> **What is needed**:
Reproduce the rows word for word, from the first one through the row containing "[0,0,452,316]", both included. Leave out the pictures.

# # # # # # #

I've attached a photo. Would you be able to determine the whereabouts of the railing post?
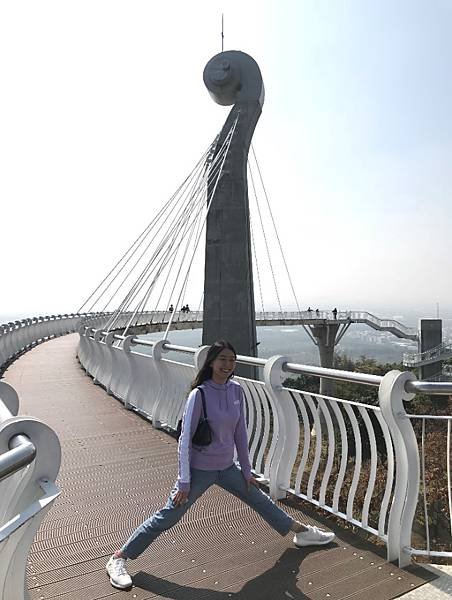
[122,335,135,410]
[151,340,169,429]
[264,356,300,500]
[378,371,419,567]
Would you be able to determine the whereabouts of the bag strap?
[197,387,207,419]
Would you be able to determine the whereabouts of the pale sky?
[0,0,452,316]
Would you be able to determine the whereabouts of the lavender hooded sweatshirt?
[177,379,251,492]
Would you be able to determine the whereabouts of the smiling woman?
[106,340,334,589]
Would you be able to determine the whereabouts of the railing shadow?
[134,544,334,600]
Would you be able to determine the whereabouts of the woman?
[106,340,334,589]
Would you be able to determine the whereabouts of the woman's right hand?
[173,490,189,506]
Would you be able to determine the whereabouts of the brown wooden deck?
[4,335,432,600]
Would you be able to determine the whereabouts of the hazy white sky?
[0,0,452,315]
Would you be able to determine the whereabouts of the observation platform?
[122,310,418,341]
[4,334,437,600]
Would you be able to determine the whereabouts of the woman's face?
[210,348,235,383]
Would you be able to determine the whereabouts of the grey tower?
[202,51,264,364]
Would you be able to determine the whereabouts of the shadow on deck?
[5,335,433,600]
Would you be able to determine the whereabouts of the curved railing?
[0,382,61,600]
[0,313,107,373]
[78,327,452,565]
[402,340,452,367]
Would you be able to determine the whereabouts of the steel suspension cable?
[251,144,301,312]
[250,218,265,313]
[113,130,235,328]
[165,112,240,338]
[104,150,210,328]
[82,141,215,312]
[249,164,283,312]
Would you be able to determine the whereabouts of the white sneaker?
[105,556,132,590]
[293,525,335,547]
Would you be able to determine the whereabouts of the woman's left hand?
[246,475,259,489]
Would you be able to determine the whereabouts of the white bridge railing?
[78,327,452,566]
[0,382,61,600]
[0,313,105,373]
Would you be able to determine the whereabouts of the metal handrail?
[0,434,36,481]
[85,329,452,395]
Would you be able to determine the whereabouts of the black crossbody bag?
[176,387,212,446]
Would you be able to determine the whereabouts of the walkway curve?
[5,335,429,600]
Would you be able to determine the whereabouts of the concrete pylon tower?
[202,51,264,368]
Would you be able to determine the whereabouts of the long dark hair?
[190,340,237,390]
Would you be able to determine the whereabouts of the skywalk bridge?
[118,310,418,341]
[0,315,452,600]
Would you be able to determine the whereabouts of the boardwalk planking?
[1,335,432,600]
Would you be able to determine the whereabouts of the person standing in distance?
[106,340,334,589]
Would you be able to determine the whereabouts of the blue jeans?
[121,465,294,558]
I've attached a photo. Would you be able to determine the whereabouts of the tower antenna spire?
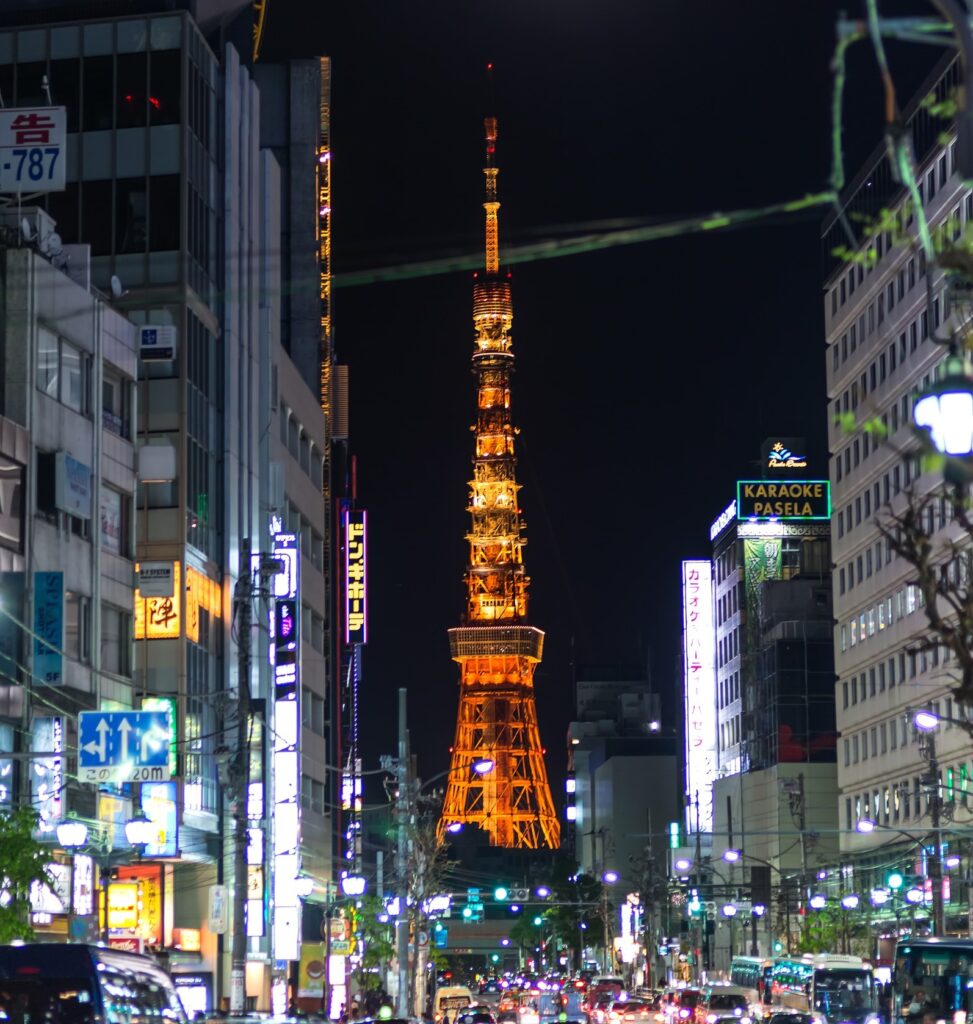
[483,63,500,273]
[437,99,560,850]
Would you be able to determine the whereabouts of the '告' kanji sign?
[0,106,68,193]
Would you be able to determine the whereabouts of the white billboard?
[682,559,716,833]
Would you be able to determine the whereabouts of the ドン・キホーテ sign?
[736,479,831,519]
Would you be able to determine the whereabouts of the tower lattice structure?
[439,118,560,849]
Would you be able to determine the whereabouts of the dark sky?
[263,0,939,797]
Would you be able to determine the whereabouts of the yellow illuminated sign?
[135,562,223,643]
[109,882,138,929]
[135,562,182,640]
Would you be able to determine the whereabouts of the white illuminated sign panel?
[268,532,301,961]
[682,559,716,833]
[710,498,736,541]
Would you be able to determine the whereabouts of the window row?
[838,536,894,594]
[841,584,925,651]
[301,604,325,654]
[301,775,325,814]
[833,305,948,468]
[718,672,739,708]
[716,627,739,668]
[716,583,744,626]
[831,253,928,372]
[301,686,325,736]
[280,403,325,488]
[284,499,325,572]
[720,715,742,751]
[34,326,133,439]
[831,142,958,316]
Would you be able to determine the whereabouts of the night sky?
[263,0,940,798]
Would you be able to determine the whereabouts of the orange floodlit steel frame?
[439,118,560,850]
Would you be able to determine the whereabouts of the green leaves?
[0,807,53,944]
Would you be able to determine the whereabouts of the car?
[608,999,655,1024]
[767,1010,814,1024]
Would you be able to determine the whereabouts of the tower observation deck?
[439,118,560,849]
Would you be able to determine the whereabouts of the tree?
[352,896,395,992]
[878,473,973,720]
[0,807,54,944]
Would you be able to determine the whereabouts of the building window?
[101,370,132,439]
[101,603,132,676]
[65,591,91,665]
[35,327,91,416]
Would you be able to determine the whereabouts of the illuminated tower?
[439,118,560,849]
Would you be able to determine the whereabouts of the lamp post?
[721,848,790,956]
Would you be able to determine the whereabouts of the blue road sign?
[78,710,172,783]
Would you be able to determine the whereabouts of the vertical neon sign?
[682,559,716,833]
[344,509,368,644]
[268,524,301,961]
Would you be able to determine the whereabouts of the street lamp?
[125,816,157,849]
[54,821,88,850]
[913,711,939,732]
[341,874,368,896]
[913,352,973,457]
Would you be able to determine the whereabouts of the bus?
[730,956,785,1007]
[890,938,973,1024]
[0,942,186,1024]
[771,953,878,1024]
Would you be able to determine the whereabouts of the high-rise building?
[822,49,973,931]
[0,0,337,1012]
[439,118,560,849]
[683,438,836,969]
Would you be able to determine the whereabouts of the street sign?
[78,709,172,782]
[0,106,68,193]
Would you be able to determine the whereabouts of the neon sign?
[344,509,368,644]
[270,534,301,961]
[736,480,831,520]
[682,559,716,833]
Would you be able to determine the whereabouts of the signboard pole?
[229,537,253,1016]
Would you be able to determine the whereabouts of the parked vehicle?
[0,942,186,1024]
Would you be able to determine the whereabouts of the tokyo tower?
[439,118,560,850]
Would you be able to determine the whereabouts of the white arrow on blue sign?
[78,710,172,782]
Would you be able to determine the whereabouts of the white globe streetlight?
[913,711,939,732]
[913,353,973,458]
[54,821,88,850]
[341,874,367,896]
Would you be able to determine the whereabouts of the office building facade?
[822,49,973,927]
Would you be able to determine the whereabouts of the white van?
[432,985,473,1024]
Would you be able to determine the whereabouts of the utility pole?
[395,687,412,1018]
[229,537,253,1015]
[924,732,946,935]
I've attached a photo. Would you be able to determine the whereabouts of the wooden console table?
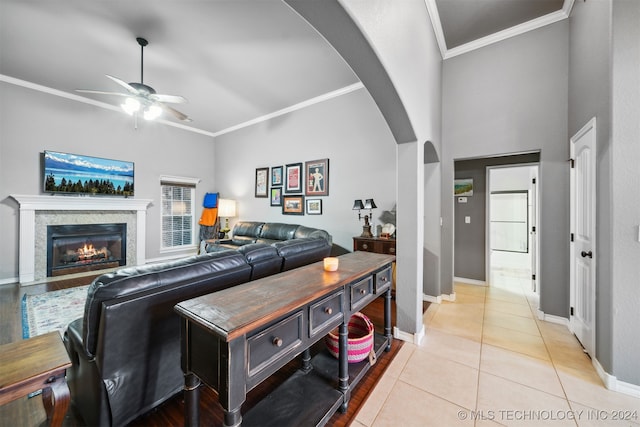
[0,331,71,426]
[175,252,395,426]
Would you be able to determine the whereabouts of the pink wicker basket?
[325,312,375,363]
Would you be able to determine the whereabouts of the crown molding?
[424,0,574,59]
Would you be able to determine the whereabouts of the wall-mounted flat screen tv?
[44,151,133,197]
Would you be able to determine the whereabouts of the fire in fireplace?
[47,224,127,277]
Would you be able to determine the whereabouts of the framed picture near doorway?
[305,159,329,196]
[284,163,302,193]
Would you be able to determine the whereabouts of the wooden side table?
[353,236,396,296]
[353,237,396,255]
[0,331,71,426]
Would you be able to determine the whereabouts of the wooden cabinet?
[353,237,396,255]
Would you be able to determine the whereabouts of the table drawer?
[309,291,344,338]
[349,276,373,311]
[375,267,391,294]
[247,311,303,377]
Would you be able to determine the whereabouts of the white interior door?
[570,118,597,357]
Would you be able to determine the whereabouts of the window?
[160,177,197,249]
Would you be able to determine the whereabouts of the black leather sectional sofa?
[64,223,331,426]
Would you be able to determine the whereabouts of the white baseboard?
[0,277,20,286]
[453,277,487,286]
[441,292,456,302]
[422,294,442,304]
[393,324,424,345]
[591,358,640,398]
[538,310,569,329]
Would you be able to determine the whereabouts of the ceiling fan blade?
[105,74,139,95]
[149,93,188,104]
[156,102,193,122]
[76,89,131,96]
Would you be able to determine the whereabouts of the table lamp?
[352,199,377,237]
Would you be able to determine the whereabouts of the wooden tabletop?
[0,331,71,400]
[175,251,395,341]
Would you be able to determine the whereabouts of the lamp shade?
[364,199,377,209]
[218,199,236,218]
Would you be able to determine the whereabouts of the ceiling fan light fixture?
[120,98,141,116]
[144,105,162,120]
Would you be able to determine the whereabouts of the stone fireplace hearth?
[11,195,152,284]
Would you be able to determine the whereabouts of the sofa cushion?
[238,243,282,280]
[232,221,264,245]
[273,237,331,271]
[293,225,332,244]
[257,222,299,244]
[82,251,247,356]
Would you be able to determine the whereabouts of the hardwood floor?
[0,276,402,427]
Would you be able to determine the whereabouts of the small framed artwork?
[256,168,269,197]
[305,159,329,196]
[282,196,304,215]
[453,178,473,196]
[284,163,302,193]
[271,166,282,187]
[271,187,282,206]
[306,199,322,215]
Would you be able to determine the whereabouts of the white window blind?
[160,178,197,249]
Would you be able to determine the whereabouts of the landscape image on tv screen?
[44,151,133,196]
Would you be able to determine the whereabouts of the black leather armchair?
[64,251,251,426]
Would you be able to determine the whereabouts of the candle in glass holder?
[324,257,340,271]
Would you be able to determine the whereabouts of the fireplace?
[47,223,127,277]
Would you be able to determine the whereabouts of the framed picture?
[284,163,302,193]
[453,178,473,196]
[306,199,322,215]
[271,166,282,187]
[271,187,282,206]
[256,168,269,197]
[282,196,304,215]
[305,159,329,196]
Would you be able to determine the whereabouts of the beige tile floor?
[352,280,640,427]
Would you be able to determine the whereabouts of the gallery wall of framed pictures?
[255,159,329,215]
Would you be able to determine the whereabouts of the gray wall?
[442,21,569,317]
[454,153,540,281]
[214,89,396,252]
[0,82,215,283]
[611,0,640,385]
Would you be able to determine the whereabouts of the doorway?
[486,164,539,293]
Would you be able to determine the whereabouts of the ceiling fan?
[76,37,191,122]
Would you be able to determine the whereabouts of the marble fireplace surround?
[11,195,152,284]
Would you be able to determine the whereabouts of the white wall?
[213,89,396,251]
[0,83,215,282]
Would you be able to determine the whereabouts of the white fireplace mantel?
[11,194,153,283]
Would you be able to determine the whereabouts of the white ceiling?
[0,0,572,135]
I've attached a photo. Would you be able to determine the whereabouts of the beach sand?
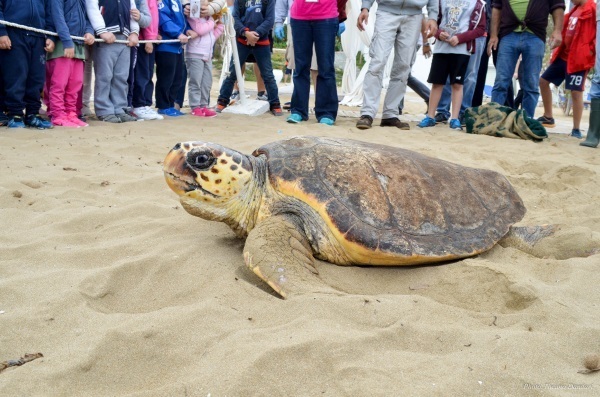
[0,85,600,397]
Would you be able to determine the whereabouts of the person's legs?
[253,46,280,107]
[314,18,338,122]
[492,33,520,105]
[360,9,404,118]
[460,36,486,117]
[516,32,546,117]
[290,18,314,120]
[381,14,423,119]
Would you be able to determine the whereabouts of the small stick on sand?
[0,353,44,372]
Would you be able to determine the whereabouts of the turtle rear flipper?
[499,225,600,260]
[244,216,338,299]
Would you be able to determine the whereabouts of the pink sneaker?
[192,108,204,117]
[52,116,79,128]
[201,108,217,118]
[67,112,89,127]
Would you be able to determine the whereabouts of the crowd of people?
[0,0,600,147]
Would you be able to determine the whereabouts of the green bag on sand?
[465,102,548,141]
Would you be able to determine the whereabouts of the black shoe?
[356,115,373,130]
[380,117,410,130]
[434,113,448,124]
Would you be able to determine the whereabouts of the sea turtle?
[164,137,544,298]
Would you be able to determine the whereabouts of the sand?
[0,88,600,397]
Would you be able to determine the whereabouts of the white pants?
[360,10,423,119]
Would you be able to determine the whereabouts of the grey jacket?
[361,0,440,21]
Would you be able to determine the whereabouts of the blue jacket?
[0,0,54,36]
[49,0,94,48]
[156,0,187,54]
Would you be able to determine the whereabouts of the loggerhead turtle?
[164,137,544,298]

# # # # # # #

> **Result**:
I've attached a photo. Would you be able to determine the whereabouts of the railing post?
[122,335,135,410]
[151,340,169,429]
[264,356,300,500]
[378,371,419,567]
Would you be able to determine the whereabouts of the bag strap?
[197,387,207,419]
Would you be able to determine the whereabouts of the pale sky?
[0,0,452,316]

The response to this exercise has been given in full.